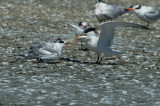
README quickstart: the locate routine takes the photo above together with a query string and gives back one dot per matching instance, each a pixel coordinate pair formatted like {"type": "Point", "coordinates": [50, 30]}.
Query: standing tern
{"type": "Point", "coordinates": [105, 11]}
{"type": "Point", "coordinates": [44, 51]}
{"type": "Point", "coordinates": [83, 26]}
{"type": "Point", "coordinates": [80, 29]}
{"type": "Point", "coordinates": [146, 13]}
{"type": "Point", "coordinates": [101, 45]}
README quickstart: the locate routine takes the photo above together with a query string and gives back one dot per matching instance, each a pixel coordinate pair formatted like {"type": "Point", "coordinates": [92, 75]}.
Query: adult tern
{"type": "Point", "coordinates": [101, 45]}
{"type": "Point", "coordinates": [80, 28]}
{"type": "Point", "coordinates": [146, 13]}
{"type": "Point", "coordinates": [105, 11]}
{"type": "Point", "coordinates": [83, 26]}
{"type": "Point", "coordinates": [44, 51]}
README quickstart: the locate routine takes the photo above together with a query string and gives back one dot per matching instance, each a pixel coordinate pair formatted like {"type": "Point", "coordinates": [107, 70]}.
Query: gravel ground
{"type": "Point", "coordinates": [130, 79]}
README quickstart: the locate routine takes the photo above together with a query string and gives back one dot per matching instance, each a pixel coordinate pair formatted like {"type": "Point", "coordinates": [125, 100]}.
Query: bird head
{"type": "Point", "coordinates": [135, 7]}
{"type": "Point", "coordinates": [84, 24]}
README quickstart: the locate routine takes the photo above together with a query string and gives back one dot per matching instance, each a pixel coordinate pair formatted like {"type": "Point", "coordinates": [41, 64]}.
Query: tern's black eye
{"type": "Point", "coordinates": [139, 7]}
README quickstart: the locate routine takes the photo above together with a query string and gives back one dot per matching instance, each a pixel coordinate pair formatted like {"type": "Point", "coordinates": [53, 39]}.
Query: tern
{"type": "Point", "coordinates": [80, 28]}
{"type": "Point", "coordinates": [44, 51]}
{"type": "Point", "coordinates": [83, 26]}
{"type": "Point", "coordinates": [101, 44]}
{"type": "Point", "coordinates": [146, 13]}
{"type": "Point", "coordinates": [105, 11]}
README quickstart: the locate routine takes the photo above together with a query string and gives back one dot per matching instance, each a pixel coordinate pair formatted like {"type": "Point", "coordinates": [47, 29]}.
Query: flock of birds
{"type": "Point", "coordinates": [101, 44]}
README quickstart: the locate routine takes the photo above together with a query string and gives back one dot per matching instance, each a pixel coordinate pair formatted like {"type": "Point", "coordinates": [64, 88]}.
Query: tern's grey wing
{"type": "Point", "coordinates": [76, 26]}
{"type": "Point", "coordinates": [153, 14]}
{"type": "Point", "coordinates": [107, 31]}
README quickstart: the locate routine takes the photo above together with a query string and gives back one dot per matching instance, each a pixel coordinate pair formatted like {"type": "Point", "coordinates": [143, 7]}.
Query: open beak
{"type": "Point", "coordinates": [129, 9]}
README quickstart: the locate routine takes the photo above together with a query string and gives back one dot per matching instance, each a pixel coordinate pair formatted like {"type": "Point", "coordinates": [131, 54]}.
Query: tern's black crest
{"type": "Point", "coordinates": [89, 30]}
{"type": "Point", "coordinates": [59, 40]}
{"type": "Point", "coordinates": [80, 24]}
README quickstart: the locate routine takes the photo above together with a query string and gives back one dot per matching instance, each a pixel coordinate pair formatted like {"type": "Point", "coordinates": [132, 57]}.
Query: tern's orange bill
{"type": "Point", "coordinates": [78, 36]}
{"type": "Point", "coordinates": [129, 9]}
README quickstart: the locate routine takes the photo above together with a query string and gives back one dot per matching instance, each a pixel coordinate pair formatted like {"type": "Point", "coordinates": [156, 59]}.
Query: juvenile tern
{"type": "Point", "coordinates": [146, 13]}
{"type": "Point", "coordinates": [83, 26]}
{"type": "Point", "coordinates": [105, 11]}
{"type": "Point", "coordinates": [80, 29]}
{"type": "Point", "coordinates": [101, 45]}
{"type": "Point", "coordinates": [44, 51]}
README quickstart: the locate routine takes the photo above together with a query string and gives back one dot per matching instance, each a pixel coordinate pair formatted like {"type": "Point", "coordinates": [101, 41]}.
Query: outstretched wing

^^^^^^^^^^^^^^^^

Exercise details | Reproduce the records above exactly, leaving out every picture they contain.

Answer below |
README quickstart: the locate routine takes the photo above together with a query string and gives back one dot per matching instance, each a pixel coordinate pair formatted like {"type": "Point", "coordinates": [50, 30]}.
Query: standing tern
{"type": "Point", "coordinates": [105, 11]}
{"type": "Point", "coordinates": [44, 51]}
{"type": "Point", "coordinates": [83, 26]}
{"type": "Point", "coordinates": [80, 29]}
{"type": "Point", "coordinates": [146, 13]}
{"type": "Point", "coordinates": [101, 45]}
README quickstart: the locate routine takes the photo above together with a query string and gives back one dot per matching instance, each a pixel coordinate pair formatted like {"type": "Point", "coordinates": [92, 75]}.
Query: adult tern
{"type": "Point", "coordinates": [101, 45]}
{"type": "Point", "coordinates": [80, 28]}
{"type": "Point", "coordinates": [146, 13]}
{"type": "Point", "coordinates": [105, 11]}
{"type": "Point", "coordinates": [83, 26]}
{"type": "Point", "coordinates": [44, 51]}
README quickstart: the locate routine takes the photo above together with a query string and gives back one dot per matching instance, each a pixel coordinate pair formatted like {"type": "Point", "coordinates": [107, 70]}.
Query: gravel ground
{"type": "Point", "coordinates": [130, 79]}
README quickstart: the locate routine takes the photo above together with a query string and gives back one dot per matching instance, each a pixel coordinate pair formatted like {"type": "Point", "coordinates": [125, 100]}.
Query: bird head
{"type": "Point", "coordinates": [135, 7]}
{"type": "Point", "coordinates": [84, 24]}
README quickstart: the locate routine takes the photo above together with a query string and gives back one dot per matching instance, each a pixel coordinate pair formatted like {"type": "Point", "coordinates": [41, 64]}.
Query: tern's black eye
{"type": "Point", "coordinates": [139, 7]}
README quickstart: the locate routine takes the photo above together with a query string and gives back one dot per matching instance, each a pixel coordinate pair formatted like {"type": "Point", "coordinates": [53, 39]}.
Query: tern
{"type": "Point", "coordinates": [80, 28]}
{"type": "Point", "coordinates": [44, 51]}
{"type": "Point", "coordinates": [83, 26]}
{"type": "Point", "coordinates": [101, 44]}
{"type": "Point", "coordinates": [146, 13]}
{"type": "Point", "coordinates": [105, 11]}
README quickstart: the locate routine takes the photo above together with a query string and gives back one dot per matching instance, each a pixel coordinate pair formatted like {"type": "Point", "coordinates": [47, 29]}.
Query: flock of birds
{"type": "Point", "coordinates": [101, 44]}
README quickstart: the locate routine takes the photo above together with a query string and gives back one dot per matching instance, each a pixel coordinate pair formatted like {"type": "Point", "coordinates": [64, 88]}.
Query: tern's grey wing
{"type": "Point", "coordinates": [76, 26]}
{"type": "Point", "coordinates": [153, 14]}
{"type": "Point", "coordinates": [107, 31]}
README quickstart: the locate routine takes the photo above together with a query string and gives back one dot per matching instance, each a pixel coordinate pair formatted like {"type": "Point", "coordinates": [143, 7]}.
Query: open beak
{"type": "Point", "coordinates": [129, 9]}
README quickstart: the locate routine takes the photo above together with a query string and gives back one dot per matching instance, each a pixel coordinate pair formatted like {"type": "Point", "coordinates": [131, 54]}.
Query: tern's black crest
{"type": "Point", "coordinates": [89, 30]}
{"type": "Point", "coordinates": [59, 40]}
{"type": "Point", "coordinates": [80, 24]}
README quickstart: the locate routine takes the photo above together with a query string and gives back one dot per matching instance, each a pixel coordinate pair formatted like {"type": "Point", "coordinates": [132, 57]}.
Query: tern's orange bill
{"type": "Point", "coordinates": [78, 36]}
{"type": "Point", "coordinates": [129, 9]}
README quickstart: the locate routine takes the photo above together with a query string and gives back one dot per matching instance, each a pixel coordinate pair formatted like {"type": "Point", "coordinates": [156, 59]}.
Query: juvenile tern
{"type": "Point", "coordinates": [146, 13]}
{"type": "Point", "coordinates": [83, 26]}
{"type": "Point", "coordinates": [105, 11]}
{"type": "Point", "coordinates": [80, 29]}
{"type": "Point", "coordinates": [101, 45]}
{"type": "Point", "coordinates": [44, 51]}
README quickstart: the locate routine takes the photo above together with a query string and gives back one dot per matching instance, each a pixel coordinate pair formatted like {"type": "Point", "coordinates": [101, 41]}.
Query: outstretched wing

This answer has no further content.